EXERCISE DIRECTIONS -
Copy all the entries word for word, but omit the pictures.

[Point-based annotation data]
----
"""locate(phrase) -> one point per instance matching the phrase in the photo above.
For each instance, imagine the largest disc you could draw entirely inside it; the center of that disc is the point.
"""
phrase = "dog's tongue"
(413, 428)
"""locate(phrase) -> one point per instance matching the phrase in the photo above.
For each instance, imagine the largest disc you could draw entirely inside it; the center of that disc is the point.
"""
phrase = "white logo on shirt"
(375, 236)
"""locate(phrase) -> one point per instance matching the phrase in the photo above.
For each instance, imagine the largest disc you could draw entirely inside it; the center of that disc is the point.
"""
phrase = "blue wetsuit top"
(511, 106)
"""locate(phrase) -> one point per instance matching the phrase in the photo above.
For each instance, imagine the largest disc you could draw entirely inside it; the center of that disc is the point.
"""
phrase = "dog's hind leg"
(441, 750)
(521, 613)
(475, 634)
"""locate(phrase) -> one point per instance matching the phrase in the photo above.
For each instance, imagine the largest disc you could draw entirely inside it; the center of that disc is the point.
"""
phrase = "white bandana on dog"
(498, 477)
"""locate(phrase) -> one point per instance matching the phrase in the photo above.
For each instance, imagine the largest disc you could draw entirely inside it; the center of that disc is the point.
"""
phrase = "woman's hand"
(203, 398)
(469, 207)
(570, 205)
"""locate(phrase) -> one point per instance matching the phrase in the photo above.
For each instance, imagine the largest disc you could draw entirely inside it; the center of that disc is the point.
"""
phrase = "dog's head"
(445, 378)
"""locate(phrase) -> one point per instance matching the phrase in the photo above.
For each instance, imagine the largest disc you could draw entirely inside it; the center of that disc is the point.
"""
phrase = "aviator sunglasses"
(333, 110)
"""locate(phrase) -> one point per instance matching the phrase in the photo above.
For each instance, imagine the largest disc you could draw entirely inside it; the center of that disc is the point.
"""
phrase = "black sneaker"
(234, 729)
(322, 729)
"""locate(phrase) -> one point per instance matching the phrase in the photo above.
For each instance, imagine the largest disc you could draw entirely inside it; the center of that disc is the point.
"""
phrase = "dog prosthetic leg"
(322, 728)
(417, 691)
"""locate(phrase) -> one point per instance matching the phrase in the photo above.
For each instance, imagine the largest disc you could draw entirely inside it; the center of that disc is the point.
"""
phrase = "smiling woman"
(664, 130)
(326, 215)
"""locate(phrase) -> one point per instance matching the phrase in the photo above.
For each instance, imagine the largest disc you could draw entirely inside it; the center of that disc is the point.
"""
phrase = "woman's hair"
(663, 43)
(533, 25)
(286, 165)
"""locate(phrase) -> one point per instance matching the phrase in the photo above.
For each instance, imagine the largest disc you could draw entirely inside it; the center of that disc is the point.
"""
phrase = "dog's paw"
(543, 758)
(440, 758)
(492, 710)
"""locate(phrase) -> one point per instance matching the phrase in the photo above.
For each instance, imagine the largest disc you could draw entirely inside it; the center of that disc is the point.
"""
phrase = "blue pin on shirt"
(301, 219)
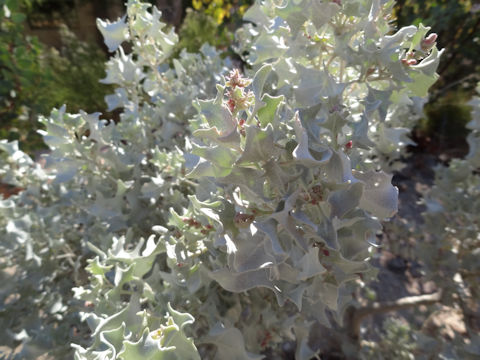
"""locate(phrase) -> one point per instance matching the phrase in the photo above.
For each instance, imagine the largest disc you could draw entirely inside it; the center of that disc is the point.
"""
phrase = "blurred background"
(52, 54)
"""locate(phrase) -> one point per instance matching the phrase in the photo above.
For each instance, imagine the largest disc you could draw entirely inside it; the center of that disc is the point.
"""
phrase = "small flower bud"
(427, 43)
(243, 220)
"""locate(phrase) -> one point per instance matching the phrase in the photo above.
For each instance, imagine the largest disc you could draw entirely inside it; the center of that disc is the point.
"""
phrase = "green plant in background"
(76, 70)
(457, 23)
(35, 79)
(24, 78)
(199, 28)
(222, 9)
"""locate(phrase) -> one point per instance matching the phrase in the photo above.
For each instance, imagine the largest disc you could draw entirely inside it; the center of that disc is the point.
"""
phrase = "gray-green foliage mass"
(237, 215)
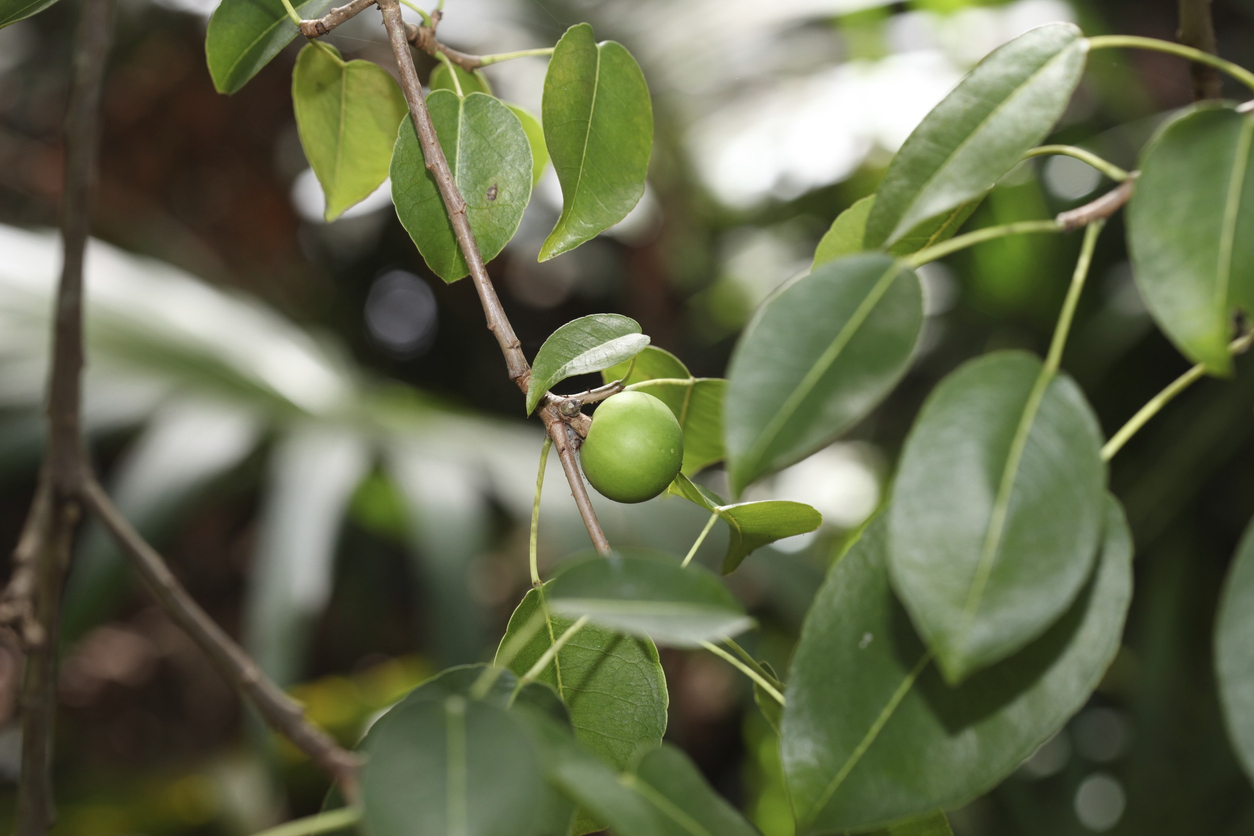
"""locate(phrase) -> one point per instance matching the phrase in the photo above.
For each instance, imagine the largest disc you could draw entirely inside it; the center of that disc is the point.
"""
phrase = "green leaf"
(442, 79)
(873, 735)
(798, 380)
(490, 159)
(1234, 652)
(648, 594)
(581, 346)
(534, 132)
(996, 514)
(1190, 229)
(751, 524)
(598, 127)
(980, 132)
(245, 35)
(346, 114)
----
TASK RESULT -
"""locate(phrase) -> one point per instance matching the phrase in the photo above.
For each instance, imagine the largest disc you could draw entirely inside it; the center of that disc is the point.
"""
phrase = "dog's tongue"
(413, 428)
"""locate(phrase) -> one point per instance matching the phrase in the photo above.
For each instance, imagine the largest disc you could draw entirely inside it; the center of that disc is the point.
"""
phrase = "white logo on shirt"
(375, 236)
"""locate(phrase) -> one point per instance matching the phrase in the photo above.
For each instance, imagine the largest disc you could draw entirely inside it; the center of that disc is the point.
"""
phrase = "blue wetsuit top"
(511, 106)
"""locate(phrase) -> one point per instance matching the phrase in the photo above.
For each instance, imagine the largest disc you could draw entirely inside it; the center of that disc is the point.
"""
phrase = "dog's hind leg"
(441, 750)
(521, 613)
(475, 634)
"""locate(phrase) -> one point per instance matching the phrase in the photo above.
For each instance, imagine the largest disc you could draw entirely inside it; the center of that disc is the point.
"""
phrase = "white bandana on dog"
(498, 477)
"""locate(phrase) -> one point per instance matching the phrase in the photo above.
For each instance, imagine the largest disc you could draw entirely inside it; the center of that disc is the point.
"""
phrase = "woman's hand"
(203, 398)
(469, 207)
(570, 205)
"""locate(phrase) -> one point per instance matching the phrase in the photo above.
For each instance, imagine the largest disc you could draw entirely inside it; the center of that disc is the point.
"""
phrase = "dog's head"
(445, 378)
"""locate(phrase) -> one point per instance matching the phrase in the photo above.
For each instance, imagine the largest disc you could draw entirely inside it; the center of that disc is the point.
"""
phrase = "aviator sunglasses"
(333, 110)
"""locate(phrase) -> one point per instance matching the phrase in the photo above.
For each instance, imagine the largest disc you could draw entirely inside it; the center of that disc is the point.
"""
phrase = "black sneaker"
(234, 729)
(322, 729)
"""locate(phrase) -> one point per instance matching the phrase in the photo above.
For each instance, imagine the largest disc you could draw entirely inside it; the center of that disc is the point.
"""
phrase = "dog prosthetic leg"
(322, 728)
(417, 691)
"""locate(phrase) -> one point per instance matching the phrase in the photo above.
For each instance, imagine the largest disc you could draw entirely inside it; the center of that disc is the point.
"""
phrase = "smiling woman"
(664, 130)
(326, 215)
"""locate(phrase) -> one point per instance matching the phrase in the photo above.
For each instance, imagine the largest disc you could draw entirely inside it; the center of that disc is the point.
"""
phrase = "woman's hair"
(663, 43)
(533, 25)
(286, 165)
"""locate(phrase) -> one point per instance matching the phrase in the photo above.
For each instance, imagine the largest disc you could draw entirely inside it; the center of that disc is the point.
"""
phrase = "dog's paw"
(543, 758)
(440, 758)
(492, 710)
"""locate(phrase) -> one point per instance matching the phrase in the photo above.
For each instance, imagine the largest disc you could draw entirely inside it; the center of that disc is the point.
"""
phrase = "blue pin on shirt"
(301, 219)
"""locate(phrase) -> one point per instance matching the phrase in the photo above.
For each instance, imagine the largest disc you could draw entirely inside it; the center of that disc is the point.
"""
phrase = "blurred background"
(52, 54)
"""locate(phrase) -> one point per instance matching the phrase in the photo above.
For each instance, imagine the largest disc you could draw entirely inside it; the center of that disc is the point.
"""
phrase = "small flower bud"
(427, 43)
(243, 220)
"""locate(phrase) -> one point per instance matching the phrase in the photo above.
For each instance, imagine the largest disc you could draw entirely inside it; the center of that disc is the point.
"""
phrase = "green plant in background"
(76, 70)
(457, 23)
(35, 79)
(24, 78)
(199, 28)
(222, 9)
"""locate(phrase) -> one point per instance matching the phrase in the photo above.
For each instance, imagine the largest disc you could draw entirely inside it; the center of that disc is the point.
"""
phrase = "gray-green foliage mass"
(237, 215)
"""locate(phrase) -> one point per instance matching the phrase in the photo above.
For each instance, imagine the largest disc you could draw entirely inside it; the center of that disc is the point.
"""
phrase = "green leaf"
(442, 79)
(873, 735)
(798, 380)
(490, 159)
(1234, 652)
(648, 594)
(581, 346)
(534, 132)
(996, 514)
(1190, 229)
(751, 524)
(598, 127)
(980, 132)
(245, 35)
(346, 114)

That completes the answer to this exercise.